- [Work instructions]:
When you return the lines below, go from the first through the line with "[(483, 282)]", keep them exact, and leave out every picture.

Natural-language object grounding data
- - - - -

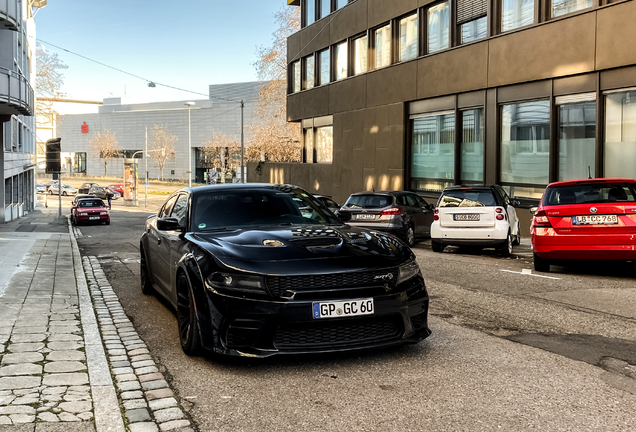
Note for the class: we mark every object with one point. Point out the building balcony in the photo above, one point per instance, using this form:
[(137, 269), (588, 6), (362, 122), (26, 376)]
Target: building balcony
[(9, 14), (16, 94)]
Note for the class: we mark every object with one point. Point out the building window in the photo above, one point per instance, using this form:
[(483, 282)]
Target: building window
[(296, 77), (438, 27), (577, 139), (309, 72), (324, 76), (324, 144), (360, 50), (516, 13), (408, 38), (525, 143), (472, 146), (341, 60), (309, 145), (433, 151), (382, 46), (325, 8), (474, 30), (564, 7), (310, 12), (620, 135)]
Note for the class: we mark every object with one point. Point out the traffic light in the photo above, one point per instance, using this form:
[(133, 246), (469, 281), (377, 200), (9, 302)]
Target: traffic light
[(53, 164)]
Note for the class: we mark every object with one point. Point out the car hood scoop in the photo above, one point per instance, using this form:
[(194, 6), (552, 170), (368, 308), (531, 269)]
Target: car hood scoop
[(309, 243)]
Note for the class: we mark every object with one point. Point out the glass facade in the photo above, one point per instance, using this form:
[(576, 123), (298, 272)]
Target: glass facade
[(309, 65), (438, 27), (525, 143), (472, 146), (324, 67), (564, 7), (516, 13), (474, 30), (577, 140), (341, 60), (408, 38), (383, 46), (433, 148), (620, 135), (360, 48)]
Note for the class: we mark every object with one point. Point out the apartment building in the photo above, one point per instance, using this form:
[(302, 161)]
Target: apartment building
[(17, 106), (420, 95)]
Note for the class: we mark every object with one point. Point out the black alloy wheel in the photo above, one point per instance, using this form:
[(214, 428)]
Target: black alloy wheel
[(186, 318), (541, 264), (437, 247), (146, 285), (505, 250)]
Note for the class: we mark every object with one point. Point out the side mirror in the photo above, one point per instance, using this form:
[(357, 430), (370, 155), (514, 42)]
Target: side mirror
[(343, 215), (168, 224)]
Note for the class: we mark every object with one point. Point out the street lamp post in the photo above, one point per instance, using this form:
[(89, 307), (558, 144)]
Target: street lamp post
[(189, 105)]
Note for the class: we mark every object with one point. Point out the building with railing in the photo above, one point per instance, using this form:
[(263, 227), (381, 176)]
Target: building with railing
[(17, 106), (421, 94)]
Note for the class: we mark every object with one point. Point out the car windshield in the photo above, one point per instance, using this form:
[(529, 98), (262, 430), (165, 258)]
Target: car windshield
[(250, 208), (91, 203), (591, 193), (369, 201), (467, 198)]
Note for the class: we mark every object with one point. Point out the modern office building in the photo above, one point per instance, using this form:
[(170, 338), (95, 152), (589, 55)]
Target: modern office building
[(220, 114), (17, 106), (419, 95)]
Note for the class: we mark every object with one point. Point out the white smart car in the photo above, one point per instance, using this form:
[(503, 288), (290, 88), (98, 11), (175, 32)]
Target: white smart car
[(479, 216)]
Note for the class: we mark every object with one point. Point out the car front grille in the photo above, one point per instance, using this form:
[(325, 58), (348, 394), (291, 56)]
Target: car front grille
[(332, 334), (277, 285)]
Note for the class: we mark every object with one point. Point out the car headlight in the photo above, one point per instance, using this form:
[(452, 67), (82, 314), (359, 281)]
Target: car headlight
[(237, 282), (407, 271)]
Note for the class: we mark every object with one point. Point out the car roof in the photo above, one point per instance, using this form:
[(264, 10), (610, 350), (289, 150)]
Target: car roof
[(591, 181)]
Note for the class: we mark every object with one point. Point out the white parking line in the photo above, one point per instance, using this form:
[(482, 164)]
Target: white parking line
[(528, 272)]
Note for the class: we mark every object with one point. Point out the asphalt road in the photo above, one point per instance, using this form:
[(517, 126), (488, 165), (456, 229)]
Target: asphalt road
[(510, 350)]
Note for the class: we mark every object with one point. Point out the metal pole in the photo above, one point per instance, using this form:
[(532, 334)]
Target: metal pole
[(189, 150), (146, 161), (242, 146)]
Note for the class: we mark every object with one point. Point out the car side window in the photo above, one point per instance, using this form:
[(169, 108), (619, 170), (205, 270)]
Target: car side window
[(167, 207), (180, 209)]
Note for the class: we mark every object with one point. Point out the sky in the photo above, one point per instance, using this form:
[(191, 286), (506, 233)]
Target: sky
[(179, 43)]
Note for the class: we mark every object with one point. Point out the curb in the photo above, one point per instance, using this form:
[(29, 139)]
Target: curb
[(107, 412)]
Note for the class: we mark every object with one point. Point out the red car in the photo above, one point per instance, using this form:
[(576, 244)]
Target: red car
[(90, 210), (591, 219), (117, 188)]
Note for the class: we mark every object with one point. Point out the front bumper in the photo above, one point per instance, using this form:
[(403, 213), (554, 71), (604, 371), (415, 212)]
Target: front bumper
[(262, 328)]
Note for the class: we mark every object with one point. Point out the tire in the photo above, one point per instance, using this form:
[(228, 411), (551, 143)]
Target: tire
[(144, 274), (541, 264), (409, 236), (505, 250), (437, 247), (187, 321), (517, 241)]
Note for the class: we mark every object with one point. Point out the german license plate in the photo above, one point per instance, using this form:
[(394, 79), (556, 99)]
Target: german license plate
[(365, 217), (595, 220), (468, 217), (340, 309)]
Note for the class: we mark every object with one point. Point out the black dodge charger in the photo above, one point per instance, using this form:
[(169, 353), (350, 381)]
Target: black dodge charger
[(259, 269)]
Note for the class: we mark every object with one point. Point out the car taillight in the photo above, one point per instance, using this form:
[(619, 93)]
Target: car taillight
[(391, 211), (541, 220)]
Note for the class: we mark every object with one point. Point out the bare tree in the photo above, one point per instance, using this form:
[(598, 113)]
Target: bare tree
[(163, 147), (272, 137), (104, 144)]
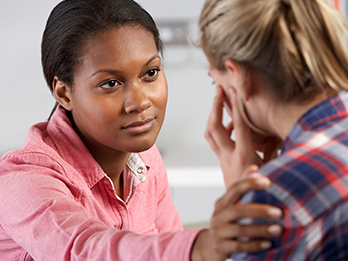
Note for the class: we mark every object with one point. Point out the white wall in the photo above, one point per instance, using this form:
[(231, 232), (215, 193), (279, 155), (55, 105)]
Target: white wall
[(25, 98)]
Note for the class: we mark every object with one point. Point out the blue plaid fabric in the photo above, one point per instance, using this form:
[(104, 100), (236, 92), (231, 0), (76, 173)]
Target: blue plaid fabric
[(310, 184)]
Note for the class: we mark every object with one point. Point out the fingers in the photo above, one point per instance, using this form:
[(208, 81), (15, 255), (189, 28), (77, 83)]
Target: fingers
[(232, 246), (242, 130), (239, 188), (235, 230), (234, 213), (216, 133), (271, 147)]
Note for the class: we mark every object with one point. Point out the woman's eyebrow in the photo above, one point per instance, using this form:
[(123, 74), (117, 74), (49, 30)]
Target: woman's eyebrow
[(151, 59), (111, 71)]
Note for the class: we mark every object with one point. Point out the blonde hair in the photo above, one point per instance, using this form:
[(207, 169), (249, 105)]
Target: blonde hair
[(300, 46)]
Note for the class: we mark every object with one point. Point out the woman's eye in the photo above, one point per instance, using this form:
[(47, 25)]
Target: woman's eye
[(109, 84), (152, 73)]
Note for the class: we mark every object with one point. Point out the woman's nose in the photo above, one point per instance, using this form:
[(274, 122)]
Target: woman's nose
[(137, 99)]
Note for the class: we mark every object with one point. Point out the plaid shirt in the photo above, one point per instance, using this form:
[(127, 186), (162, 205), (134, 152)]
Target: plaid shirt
[(310, 184)]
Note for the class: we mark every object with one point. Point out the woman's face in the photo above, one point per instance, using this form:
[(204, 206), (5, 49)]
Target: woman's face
[(119, 95)]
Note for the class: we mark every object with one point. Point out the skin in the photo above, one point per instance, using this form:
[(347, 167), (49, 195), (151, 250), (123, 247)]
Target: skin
[(118, 103), (264, 110)]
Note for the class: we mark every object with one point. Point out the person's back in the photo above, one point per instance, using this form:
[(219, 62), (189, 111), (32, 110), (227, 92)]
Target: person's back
[(281, 70)]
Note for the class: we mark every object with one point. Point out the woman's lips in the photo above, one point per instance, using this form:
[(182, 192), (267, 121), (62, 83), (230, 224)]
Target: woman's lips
[(139, 126)]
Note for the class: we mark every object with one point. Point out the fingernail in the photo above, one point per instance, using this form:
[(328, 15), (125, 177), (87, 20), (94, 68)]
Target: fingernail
[(217, 90), (263, 182), (275, 213), (265, 245), (274, 230), (231, 92)]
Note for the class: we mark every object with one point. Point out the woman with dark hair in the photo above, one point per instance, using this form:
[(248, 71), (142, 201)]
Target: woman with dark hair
[(89, 184)]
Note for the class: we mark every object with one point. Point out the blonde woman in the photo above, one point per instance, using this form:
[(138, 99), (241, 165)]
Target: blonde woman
[(281, 70)]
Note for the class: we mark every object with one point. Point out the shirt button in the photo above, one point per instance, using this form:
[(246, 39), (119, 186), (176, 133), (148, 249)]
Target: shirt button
[(140, 170)]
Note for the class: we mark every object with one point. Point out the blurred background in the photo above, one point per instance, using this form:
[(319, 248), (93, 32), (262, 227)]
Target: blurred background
[(193, 170)]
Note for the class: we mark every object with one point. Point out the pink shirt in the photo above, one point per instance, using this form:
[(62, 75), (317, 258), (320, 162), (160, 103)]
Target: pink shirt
[(58, 204)]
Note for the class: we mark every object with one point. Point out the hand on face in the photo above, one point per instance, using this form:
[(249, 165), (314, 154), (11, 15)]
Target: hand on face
[(221, 239), (235, 156)]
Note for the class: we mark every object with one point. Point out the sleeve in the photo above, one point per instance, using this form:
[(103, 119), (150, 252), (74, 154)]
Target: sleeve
[(165, 222), (40, 214), (284, 247)]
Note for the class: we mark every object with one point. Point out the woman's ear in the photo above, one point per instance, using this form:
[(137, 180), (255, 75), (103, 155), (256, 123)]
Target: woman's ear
[(62, 92), (240, 77)]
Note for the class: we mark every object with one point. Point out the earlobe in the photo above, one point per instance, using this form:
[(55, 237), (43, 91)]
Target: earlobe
[(62, 93), (241, 78)]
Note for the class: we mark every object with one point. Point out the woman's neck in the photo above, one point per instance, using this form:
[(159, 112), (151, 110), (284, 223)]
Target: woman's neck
[(283, 116)]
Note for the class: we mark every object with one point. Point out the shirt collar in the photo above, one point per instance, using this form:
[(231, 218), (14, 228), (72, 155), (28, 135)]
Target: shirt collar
[(321, 115), (72, 149)]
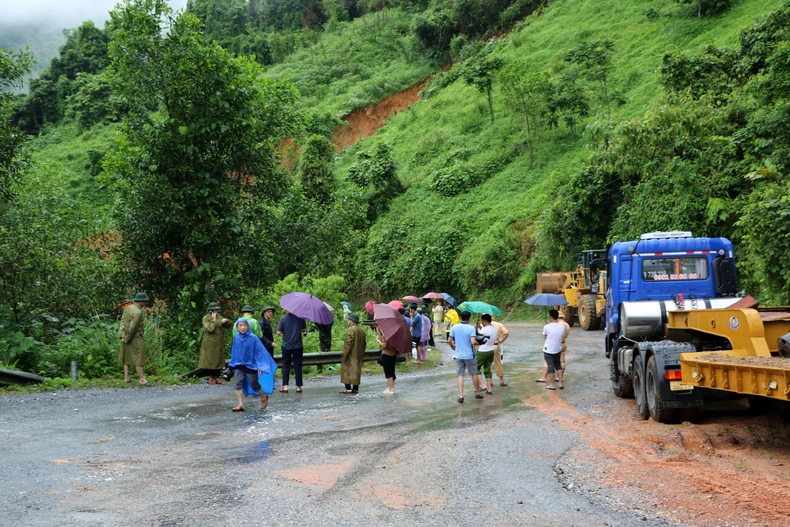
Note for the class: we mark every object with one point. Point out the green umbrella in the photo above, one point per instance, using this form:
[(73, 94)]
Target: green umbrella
[(479, 307)]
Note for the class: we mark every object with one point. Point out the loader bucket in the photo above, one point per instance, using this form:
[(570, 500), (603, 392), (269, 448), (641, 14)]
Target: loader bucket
[(550, 282)]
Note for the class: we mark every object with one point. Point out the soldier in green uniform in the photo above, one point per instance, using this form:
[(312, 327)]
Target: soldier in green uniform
[(247, 314), (353, 355), (212, 348), (132, 351)]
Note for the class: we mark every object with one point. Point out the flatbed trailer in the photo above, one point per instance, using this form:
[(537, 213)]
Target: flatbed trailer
[(754, 364)]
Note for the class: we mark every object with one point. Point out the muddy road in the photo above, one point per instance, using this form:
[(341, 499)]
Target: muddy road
[(522, 456)]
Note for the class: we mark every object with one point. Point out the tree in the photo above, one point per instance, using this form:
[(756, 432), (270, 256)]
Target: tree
[(528, 93), (567, 100), (13, 159), (480, 70), (594, 59), (376, 171), (197, 161), (315, 169)]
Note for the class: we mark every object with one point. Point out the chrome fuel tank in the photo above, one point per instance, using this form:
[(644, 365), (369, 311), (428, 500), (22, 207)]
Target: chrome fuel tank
[(646, 319)]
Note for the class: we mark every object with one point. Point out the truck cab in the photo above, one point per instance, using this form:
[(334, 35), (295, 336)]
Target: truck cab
[(648, 278), (673, 270)]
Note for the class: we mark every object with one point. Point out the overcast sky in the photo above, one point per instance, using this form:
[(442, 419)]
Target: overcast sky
[(63, 13)]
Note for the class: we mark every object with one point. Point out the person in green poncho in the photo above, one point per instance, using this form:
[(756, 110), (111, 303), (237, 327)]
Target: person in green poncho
[(132, 352), (247, 314), (212, 348), (353, 355)]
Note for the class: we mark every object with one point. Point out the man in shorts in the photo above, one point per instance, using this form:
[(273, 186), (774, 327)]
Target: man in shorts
[(485, 354), (461, 340), (553, 333)]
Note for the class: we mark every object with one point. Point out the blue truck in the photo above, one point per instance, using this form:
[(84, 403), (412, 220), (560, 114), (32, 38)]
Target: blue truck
[(648, 280)]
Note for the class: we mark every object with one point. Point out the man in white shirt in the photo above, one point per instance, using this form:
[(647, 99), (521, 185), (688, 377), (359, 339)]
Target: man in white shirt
[(553, 333), (485, 353)]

- - - - -

- [Your response]:
Note for the class: we mark every object with one point. Point out the building balcony in the photo above, one point per instance, using this form:
[(137, 269), (588, 6), (362, 122), (26, 376)]
Target: building balcony
[(9, 14), (16, 94)]
Note for the class: we mark every object with one point. Point out the building window in the photo above, one point per instance, using this form:
[(483, 282)]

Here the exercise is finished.